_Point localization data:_
[Start of section]

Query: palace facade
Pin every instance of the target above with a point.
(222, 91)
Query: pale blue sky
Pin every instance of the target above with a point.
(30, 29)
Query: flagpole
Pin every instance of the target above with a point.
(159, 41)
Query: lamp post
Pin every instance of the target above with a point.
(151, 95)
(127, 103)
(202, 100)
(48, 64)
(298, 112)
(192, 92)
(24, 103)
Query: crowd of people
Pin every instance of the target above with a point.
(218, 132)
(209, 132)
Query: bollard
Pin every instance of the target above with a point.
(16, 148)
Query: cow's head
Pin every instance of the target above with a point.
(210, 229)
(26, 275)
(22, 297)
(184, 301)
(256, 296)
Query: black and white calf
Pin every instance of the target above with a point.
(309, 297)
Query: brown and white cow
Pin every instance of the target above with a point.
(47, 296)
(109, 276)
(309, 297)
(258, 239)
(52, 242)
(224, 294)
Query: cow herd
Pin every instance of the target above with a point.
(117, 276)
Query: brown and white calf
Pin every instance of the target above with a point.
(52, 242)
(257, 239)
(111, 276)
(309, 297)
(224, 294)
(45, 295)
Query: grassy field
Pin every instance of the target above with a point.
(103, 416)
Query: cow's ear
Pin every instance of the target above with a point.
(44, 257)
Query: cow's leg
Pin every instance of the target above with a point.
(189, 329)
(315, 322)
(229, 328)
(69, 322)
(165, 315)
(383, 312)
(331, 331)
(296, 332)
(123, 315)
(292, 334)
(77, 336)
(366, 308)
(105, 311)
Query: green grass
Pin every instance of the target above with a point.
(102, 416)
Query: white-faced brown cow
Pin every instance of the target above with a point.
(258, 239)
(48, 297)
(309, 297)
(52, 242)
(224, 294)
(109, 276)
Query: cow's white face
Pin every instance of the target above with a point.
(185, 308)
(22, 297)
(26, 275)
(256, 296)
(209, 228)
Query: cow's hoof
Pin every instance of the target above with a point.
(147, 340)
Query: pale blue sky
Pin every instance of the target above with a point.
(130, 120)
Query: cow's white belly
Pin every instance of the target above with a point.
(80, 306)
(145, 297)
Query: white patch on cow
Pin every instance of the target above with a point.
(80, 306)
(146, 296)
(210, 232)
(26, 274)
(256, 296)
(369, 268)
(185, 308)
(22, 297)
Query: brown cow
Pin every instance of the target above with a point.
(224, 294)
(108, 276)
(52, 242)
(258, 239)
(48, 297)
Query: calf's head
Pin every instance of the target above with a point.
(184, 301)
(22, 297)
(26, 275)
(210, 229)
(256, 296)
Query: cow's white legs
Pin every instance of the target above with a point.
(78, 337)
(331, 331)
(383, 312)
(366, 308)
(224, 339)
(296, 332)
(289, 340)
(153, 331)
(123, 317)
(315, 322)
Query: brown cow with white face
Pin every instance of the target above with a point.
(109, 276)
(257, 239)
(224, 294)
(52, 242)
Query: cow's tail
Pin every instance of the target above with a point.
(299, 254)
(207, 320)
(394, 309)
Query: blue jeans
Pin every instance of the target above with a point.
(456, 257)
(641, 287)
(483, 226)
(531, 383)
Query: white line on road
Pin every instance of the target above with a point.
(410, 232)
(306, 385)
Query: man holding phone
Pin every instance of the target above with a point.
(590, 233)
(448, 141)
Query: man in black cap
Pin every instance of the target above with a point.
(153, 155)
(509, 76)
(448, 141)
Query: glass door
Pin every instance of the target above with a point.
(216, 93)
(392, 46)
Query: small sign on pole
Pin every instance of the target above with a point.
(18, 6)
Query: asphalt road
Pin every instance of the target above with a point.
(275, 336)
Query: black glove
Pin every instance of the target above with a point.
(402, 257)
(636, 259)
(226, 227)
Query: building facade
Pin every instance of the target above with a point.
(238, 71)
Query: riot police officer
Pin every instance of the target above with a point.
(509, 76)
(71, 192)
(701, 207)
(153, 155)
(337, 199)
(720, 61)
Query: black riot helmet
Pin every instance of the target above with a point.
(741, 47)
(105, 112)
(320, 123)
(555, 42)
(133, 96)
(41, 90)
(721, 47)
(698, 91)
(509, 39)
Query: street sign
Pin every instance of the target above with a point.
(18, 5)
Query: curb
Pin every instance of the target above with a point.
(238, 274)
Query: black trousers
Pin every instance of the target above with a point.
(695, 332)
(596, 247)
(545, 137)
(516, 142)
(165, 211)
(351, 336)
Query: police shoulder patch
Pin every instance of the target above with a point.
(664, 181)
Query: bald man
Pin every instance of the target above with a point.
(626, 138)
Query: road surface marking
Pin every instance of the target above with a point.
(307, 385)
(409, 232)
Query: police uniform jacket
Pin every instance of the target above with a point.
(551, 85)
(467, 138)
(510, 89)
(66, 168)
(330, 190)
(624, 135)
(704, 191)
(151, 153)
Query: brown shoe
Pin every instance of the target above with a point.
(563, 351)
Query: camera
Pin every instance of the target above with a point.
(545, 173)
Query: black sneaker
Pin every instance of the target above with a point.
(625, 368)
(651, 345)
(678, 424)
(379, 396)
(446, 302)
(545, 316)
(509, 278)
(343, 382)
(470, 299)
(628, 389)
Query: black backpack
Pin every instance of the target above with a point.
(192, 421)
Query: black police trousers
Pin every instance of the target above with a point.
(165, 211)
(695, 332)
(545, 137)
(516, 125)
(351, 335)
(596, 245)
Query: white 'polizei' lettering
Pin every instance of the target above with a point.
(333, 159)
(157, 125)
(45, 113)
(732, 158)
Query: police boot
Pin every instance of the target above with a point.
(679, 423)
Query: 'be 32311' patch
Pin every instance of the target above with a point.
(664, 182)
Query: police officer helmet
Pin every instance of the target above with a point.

[End of section]

_What the task requires:_
Pull out every line of the records above that contains the word "police".

_Answer for the task:_
Query: riot police officer
Query: police shoulder patch
Query: police uniform jacket
Query: black police trousers
Query: police boot
Query: police officer helmet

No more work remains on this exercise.